| Extract |
Lagos State Commissioner for Health, Prof. Akin Abayomi, has revealed that only five per cent of people presenting with fever in the state are diagnosed with malaria, warning that treating every fever as malaria is leading to widespread misdiagnosis and inappropriate use of medication.
In a post on his official X account, the commissioner said findings from the Lagos State World Bank-supported IMPACT Project have reshaped the state’s approach to malaria diagnosis and fever management.
According to Abayomi, the project screened nearly 78,000 patients with fever across 392 health facilities, including community pharmacies and Patent and Proprietary Medicine Vendor (PPMV) outlets, making it the largest field evaluation of malaria diagnosis ever conducted in Nigeria.
The study found that although malaria has traditionally been presumed to account for about 70 per cent of fever cases, laboratory testing showed the actual prevalence was only five per cent.
“For decades, fever has become synonymous with malaria in our communities.

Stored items
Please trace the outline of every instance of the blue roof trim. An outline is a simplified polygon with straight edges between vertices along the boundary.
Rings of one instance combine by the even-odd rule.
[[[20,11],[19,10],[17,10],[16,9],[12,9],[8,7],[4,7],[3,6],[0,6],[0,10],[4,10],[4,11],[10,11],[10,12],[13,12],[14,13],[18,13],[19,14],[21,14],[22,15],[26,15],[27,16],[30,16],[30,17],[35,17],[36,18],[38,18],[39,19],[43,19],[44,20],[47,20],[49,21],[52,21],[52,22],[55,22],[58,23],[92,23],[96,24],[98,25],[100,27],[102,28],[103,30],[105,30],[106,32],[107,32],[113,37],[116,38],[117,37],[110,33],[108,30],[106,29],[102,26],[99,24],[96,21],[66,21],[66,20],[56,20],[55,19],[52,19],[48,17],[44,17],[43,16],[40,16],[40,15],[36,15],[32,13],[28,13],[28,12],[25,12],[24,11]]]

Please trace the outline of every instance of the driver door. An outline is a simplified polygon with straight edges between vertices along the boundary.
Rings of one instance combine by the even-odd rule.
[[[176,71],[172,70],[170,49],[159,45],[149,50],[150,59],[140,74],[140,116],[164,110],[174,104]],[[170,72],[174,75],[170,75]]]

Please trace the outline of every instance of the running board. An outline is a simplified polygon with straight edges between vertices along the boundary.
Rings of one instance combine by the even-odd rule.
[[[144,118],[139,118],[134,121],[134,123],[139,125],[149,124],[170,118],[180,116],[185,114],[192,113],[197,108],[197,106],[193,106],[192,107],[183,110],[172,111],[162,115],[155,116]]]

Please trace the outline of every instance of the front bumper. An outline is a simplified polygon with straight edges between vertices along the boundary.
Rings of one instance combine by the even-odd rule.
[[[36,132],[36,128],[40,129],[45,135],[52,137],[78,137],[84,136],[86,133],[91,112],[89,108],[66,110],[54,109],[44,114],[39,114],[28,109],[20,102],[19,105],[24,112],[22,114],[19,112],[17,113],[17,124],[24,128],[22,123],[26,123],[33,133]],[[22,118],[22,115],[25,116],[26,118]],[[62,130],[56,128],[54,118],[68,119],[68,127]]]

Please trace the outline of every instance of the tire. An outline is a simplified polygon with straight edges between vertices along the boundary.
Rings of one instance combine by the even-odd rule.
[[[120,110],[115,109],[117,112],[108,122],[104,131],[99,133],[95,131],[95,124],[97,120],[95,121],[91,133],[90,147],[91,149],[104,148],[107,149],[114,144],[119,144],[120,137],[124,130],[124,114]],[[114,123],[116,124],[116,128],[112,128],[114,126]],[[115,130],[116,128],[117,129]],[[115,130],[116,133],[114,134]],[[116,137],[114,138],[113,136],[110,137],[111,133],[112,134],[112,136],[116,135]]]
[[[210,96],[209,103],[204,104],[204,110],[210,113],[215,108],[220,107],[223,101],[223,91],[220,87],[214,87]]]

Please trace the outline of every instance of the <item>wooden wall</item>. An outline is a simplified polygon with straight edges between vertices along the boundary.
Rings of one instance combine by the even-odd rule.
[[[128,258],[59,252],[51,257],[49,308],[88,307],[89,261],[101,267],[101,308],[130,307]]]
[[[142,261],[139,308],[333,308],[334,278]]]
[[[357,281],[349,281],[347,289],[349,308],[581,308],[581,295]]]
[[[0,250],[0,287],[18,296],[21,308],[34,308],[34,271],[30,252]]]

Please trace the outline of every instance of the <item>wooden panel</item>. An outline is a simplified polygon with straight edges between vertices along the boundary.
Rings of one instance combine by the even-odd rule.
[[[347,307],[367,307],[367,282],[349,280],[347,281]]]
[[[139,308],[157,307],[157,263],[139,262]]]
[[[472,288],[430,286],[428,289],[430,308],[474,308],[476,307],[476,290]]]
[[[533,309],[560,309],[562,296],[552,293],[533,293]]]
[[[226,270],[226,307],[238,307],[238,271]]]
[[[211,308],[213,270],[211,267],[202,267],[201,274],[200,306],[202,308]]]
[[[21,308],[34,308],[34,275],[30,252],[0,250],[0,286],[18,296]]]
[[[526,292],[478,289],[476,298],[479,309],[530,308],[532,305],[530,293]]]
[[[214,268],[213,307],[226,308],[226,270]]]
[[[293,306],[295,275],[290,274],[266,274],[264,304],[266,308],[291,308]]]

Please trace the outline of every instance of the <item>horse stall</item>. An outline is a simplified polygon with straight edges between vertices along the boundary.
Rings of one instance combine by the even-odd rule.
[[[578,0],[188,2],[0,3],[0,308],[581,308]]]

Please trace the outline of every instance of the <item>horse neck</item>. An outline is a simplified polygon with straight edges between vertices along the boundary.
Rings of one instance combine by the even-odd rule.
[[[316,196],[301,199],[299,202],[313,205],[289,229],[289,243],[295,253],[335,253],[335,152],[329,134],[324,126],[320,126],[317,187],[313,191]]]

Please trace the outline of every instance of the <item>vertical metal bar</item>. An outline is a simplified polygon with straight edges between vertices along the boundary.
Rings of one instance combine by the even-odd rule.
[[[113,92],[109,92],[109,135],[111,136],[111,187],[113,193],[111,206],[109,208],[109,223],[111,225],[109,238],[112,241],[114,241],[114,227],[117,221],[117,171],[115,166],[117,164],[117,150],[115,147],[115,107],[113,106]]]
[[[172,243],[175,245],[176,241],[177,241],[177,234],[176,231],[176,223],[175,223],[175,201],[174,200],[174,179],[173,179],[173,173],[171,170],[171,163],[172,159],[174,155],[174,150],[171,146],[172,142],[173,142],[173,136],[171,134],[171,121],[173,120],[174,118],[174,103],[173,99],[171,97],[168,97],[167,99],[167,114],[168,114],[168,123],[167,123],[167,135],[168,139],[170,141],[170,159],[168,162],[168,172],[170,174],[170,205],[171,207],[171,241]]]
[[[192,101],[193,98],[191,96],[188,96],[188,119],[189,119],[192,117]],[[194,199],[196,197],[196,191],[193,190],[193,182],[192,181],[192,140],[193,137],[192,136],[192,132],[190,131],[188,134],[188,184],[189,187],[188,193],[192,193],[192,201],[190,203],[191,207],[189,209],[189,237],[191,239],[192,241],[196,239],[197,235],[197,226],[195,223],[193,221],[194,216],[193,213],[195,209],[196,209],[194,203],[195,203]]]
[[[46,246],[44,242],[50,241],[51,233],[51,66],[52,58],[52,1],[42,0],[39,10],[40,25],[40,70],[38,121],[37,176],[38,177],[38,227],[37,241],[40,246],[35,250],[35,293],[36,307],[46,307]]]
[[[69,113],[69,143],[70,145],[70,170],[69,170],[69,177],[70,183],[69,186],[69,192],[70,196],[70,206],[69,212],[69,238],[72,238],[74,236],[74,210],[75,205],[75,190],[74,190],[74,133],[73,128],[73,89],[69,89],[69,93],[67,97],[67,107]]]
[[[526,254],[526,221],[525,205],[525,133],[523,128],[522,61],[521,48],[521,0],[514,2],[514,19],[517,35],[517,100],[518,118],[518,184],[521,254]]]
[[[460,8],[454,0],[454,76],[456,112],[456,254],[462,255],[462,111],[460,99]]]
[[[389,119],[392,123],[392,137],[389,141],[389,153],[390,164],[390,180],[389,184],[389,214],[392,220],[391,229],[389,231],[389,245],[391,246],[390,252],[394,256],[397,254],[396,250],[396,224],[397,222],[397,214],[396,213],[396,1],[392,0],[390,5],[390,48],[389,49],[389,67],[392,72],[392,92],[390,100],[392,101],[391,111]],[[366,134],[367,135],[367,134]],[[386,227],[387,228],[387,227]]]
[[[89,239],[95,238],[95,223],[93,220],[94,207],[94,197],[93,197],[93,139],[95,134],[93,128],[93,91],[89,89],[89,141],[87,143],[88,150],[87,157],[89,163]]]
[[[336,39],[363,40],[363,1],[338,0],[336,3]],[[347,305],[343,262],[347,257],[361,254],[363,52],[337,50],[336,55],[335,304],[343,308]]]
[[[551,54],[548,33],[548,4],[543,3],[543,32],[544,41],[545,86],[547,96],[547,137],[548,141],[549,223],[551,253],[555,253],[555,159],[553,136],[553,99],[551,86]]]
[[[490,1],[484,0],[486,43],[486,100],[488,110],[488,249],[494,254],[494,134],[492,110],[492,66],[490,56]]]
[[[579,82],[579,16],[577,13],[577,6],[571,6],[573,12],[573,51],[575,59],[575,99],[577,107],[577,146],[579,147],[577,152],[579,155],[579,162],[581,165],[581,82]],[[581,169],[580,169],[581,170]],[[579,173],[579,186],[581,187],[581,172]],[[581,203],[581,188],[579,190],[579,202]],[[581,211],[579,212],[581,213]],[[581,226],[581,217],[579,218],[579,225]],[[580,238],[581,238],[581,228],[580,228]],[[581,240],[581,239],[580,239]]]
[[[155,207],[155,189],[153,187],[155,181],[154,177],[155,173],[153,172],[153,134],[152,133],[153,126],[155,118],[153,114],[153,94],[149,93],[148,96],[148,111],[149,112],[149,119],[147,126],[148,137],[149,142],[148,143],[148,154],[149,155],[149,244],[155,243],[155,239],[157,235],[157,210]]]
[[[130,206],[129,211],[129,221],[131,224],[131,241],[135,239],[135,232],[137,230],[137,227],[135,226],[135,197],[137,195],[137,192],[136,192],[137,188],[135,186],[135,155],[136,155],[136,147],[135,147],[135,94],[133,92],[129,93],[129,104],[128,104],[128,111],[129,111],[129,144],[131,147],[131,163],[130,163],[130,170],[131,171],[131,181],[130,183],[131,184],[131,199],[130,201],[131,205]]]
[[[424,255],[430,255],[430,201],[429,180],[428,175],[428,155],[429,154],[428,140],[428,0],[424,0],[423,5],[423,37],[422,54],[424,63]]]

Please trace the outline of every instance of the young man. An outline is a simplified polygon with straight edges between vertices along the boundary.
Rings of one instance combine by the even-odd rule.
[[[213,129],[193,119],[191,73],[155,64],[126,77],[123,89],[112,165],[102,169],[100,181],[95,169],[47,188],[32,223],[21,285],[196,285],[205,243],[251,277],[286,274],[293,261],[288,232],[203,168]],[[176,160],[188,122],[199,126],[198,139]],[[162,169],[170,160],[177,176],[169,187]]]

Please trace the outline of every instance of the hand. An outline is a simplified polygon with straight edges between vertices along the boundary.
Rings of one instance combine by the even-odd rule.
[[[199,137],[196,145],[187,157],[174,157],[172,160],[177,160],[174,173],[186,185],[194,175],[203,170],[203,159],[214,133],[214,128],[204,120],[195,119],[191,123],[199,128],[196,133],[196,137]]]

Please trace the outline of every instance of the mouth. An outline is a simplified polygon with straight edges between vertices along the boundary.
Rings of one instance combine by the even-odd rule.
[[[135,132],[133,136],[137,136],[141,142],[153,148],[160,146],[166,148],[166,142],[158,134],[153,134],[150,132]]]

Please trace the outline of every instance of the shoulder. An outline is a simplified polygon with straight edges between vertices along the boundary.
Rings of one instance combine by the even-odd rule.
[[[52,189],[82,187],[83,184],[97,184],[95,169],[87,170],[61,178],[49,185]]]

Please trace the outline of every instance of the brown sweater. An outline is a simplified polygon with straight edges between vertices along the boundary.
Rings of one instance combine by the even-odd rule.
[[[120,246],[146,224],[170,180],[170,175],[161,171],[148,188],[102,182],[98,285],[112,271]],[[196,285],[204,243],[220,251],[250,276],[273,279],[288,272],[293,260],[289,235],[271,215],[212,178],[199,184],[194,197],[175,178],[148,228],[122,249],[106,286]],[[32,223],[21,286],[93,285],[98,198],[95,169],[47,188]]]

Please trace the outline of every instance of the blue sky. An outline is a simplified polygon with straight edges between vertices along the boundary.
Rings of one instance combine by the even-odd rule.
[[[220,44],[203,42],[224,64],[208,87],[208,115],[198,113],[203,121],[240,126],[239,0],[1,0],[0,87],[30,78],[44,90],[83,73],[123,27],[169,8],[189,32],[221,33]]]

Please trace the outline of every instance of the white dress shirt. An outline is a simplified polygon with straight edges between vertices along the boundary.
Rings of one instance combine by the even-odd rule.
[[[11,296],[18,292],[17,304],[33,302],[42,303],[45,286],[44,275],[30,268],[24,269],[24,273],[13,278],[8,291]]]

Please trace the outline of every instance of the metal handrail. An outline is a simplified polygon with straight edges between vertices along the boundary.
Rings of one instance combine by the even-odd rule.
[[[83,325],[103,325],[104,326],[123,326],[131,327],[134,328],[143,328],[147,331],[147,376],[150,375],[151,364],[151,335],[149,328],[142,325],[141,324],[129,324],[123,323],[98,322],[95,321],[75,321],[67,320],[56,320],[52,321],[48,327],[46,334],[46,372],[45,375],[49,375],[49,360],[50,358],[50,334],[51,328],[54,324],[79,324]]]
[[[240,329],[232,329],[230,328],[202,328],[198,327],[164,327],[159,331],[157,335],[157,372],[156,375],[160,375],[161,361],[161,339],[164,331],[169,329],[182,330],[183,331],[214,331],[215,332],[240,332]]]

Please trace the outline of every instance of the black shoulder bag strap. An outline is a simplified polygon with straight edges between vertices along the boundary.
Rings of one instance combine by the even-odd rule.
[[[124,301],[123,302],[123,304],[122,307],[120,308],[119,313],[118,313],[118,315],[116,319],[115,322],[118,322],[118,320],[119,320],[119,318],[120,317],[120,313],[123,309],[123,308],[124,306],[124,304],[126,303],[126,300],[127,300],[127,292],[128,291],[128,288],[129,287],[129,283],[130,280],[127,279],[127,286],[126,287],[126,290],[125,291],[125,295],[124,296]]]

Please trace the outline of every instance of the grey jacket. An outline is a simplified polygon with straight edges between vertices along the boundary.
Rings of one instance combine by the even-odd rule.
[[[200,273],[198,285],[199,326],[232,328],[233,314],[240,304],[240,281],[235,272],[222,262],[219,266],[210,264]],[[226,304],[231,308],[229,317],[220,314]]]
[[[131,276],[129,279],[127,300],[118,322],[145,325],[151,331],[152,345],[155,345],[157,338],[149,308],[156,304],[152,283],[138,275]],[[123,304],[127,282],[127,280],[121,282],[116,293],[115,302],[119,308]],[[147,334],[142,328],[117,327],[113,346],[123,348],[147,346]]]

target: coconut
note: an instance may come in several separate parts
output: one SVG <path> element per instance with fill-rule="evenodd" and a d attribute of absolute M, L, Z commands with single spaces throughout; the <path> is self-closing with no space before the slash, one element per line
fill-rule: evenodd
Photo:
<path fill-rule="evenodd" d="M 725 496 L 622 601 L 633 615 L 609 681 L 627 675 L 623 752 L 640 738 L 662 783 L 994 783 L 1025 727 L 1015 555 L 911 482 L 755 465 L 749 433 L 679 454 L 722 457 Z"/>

| Work instructions |
Repeat the passage of the article on Lagos fever cases that starts with the words containing "According to Abayomi, the" and ends with "conducted in Nigeria.". Work only from the article on Lagos fever cases.

| Solution to this problem |
According to Abayomi, the project screened nearly 78,000 patients with fever across 392 health facilities, including community pharmacies and Patent and Proprietary Medicine Vendor (PPMV) outlets, making it the largest field evaluation of malaria diagnosis ever conducted in Nigeria.